------ Teks Halaman ------

Sabtu, 26 Desember 2015

Implementasi Antidumping dalam Perdagangan Internasional oleh Indonesia pada Kasus Pisang Cavendish Asal Filipina

Oleh: Gunardi Lumbantoruan
BAB 1
PENDAHULUAN
1.             Latar Belakang
Dewasa ini telah terjadi peningkatan yang cukup signifikan terhadap aktivitas perdagangan internasional.  Para pelaku usaha multinasional bersaing untuk mendapatkan akses pasar yang seluas-luasnya dengan berusaha mendominasi pasar di negara lain. Dalam proses tersebut sering kali teradi praktik-praktik perdagangan curang (unfair trade) yang dilakukan dengan berbagai cara, salah satu nya adalah dengan menjual barang dengan harga yang lebih murah di negara pengimpor dari pada di negara produsennya sendiri.
Praktek dumping merupakan praktek dagang yang tidak fair, karena bagi negara pengimpor, praktek dumping akan menimbulkan kerugian bagi dunia usaha atau industri barang sejenis dalam negeri, dengan terjadinya banjir barang-barang dari pengekspor yang harganya jauh lebih murah daripada barang dalam negeri sehingga akan mengakibatkan barang sejenis kalah bersaing, dan pada akhirnya akan mematikan pasar barang sejenis dalam negeri, yang diikuti munculnya dampak ikutannya seperti pemutusan hubungan kerja massal, pengganguran dan bangkrutnya industri barang sejenis dalam negeri.
Indonesia sebagai negara berpenduduk terbesar ke 4 di dunia merupakan pasar yang besar untuk pemasaran berbagai barang produk. Potensi pasar yang luas ini apabila tidak dilindungi dengan baik, maka dapat mengakibatkan kerusakan serius terhadap perekonomian nasional. Oleh karena itu pemerintah perlu melindungi industeri domestik dari praktik-praktik unfair trade seperti dumping demi menjamin kepentingan nasional. Salah satu contoh praktik di Indonesia adalah praktik dumping Pisang Cavendish asal Filipina, praktik dumping ini pertama kali dilaporkan kepada Komite Antidumping Indonesia (KADI) pada tanggal 23 Mei 2011 oleh PT Nusantara Tropical Fruit yang mewakili Industri Dalam Negeri[1]. Kemudian setelah mengadakan Penyelidikan maka Komite Antidumping Indonesia (KADI) berkesimpulan bahwa adanya barang dumping berupa Pisang Cavendish yang diimpor dari negara Filipina yang menyebabkan kerugian (injury) terhadap industri dalam negeri dan hubungan sebab akibat (causal link) antara barang dumping yang diimpor dari negara Filipina dengan kerugian yang dialami oleh industri dalam negeri[2].

------

Daftar Tugas.
1) Jawab pertanyaan berikut berdasarkan teks tentang antidumping pisang Cavendish.
(a) Indonesia disebut sebagai negara berpenduduk terbesar ke berapa di dunia?
(b) Dampak ikutan apa saja yang disebut muncul setelah matinya pasar barang sejenis dalam negeri?
(c) Siapa yang pertama kali melaporkan praktik dumping Pisang Cavendish kepada KADI, dan pada tanggal berapa?
2) Ulangi dengan persis bagian teks tentang antidumping pisang Cavendish yang dimulai dari "Oleh: Gunardi Lumbantoruan" sampai "negara produsennya sendiri.", termasuk kedua bagian itu.
Baris-baris berikut tidak diperlukan.

------ Data Tersedia ------

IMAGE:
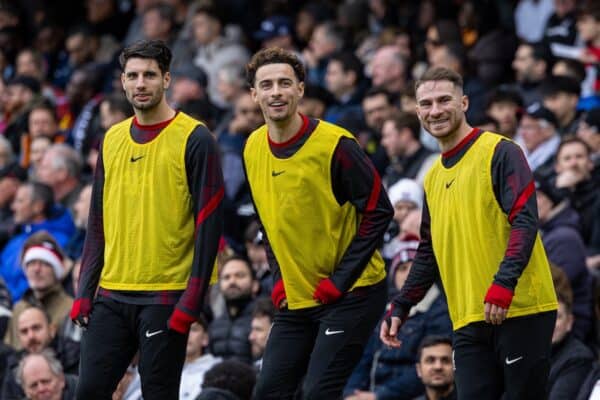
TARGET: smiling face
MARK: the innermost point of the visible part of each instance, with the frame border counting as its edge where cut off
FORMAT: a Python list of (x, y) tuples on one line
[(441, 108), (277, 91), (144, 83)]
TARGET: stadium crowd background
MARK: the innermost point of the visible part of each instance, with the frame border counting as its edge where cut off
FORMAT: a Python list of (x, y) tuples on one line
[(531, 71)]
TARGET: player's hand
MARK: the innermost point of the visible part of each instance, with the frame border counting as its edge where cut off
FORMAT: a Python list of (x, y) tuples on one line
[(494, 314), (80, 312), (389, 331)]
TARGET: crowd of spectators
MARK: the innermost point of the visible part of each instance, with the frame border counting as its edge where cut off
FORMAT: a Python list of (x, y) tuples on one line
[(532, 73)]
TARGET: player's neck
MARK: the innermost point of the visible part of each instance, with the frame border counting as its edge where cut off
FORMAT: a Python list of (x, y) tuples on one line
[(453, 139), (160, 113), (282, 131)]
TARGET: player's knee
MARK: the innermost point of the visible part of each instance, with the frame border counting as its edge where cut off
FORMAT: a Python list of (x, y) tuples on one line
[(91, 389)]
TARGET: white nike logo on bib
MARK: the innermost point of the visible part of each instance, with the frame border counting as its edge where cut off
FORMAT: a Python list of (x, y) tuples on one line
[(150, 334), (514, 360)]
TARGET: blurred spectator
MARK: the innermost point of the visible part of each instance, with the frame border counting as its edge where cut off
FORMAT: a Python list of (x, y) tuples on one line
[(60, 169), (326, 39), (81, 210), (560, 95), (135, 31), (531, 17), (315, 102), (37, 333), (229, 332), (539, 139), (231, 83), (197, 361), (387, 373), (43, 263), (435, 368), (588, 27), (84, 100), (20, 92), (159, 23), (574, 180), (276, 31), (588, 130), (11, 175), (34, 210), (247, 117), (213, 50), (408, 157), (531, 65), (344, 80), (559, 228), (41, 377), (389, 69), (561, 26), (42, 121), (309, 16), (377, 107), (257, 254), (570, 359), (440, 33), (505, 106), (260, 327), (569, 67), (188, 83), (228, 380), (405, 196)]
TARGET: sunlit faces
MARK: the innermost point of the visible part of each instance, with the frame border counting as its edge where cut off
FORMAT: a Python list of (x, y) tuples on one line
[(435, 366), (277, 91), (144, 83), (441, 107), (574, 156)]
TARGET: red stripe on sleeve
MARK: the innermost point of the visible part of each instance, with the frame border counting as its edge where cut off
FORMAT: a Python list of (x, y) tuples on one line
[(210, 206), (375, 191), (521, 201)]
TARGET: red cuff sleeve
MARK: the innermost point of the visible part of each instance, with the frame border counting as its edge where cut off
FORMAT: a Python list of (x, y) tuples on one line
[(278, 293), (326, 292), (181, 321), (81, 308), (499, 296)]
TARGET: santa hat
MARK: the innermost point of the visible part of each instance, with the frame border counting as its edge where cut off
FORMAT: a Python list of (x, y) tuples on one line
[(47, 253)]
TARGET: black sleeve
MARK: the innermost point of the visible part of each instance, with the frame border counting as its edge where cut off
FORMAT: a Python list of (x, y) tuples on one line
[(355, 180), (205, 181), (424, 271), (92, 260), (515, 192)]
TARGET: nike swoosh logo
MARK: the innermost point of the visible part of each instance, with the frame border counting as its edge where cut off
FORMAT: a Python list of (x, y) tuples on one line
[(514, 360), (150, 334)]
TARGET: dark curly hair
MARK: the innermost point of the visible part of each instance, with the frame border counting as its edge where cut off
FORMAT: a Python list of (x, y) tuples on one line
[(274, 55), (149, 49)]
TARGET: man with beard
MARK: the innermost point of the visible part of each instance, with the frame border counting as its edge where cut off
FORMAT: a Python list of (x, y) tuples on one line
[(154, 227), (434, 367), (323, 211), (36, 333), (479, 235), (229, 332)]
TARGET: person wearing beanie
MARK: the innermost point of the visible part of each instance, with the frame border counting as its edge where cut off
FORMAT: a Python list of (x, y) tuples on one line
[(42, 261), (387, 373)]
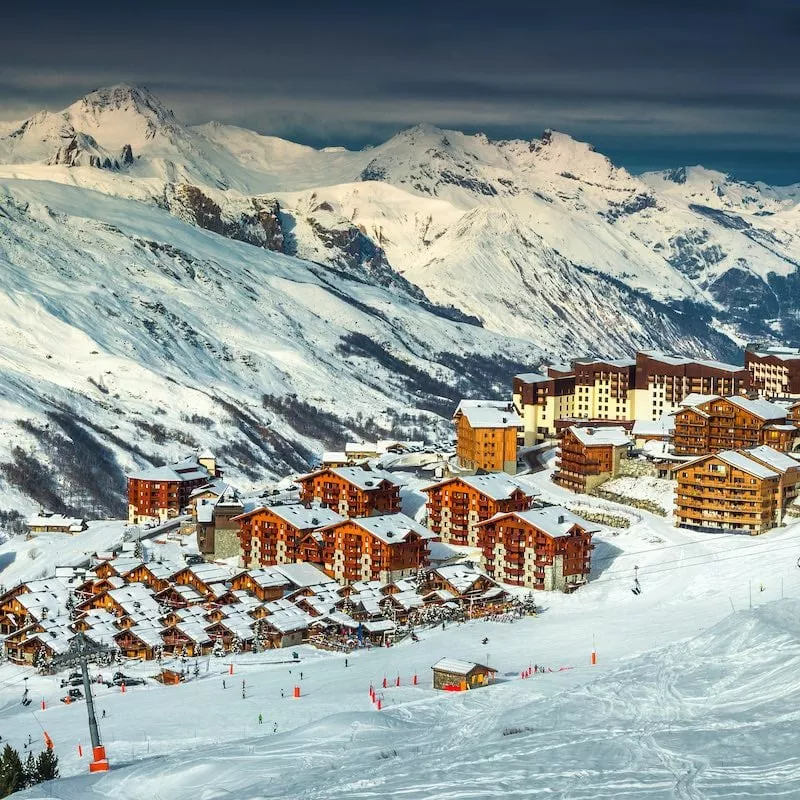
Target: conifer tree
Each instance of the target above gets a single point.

------

Jawaban Tugas.
1)
(a) Ke-4.
(b) Pemutusan hubungan kerja massal, pengangguran, dan bangkrutnya industri barang sejenis dalam negeri.
(c) PT Nusantara Tropical Fruit, pada tanggal 23 Mei 2011.

2)
Oleh: Gunardi Lumbantoruan
BAB 1
PENDAHULUAN
1.             Latar Belakang
Dewasa ini telah terjadi peningkatan yang cukup signifikan terhadap aktivitas perdagangan internasional.  Para pelaku usaha multinasional bersaing untuk mendapatkan akses pasar yang seluas-luasnya dengan berusaha mendominasi pasar di negara lain. Dalam proses tersebut sering kali teradi praktik-praktik perdagangan curang (unfair trade) yang dilakukan dengan berbagai cara, salah satu nya adalah dengan menjual barang dengan harga yang lebih murah di negara pengimpor dari pada di negara produsennya sendiri.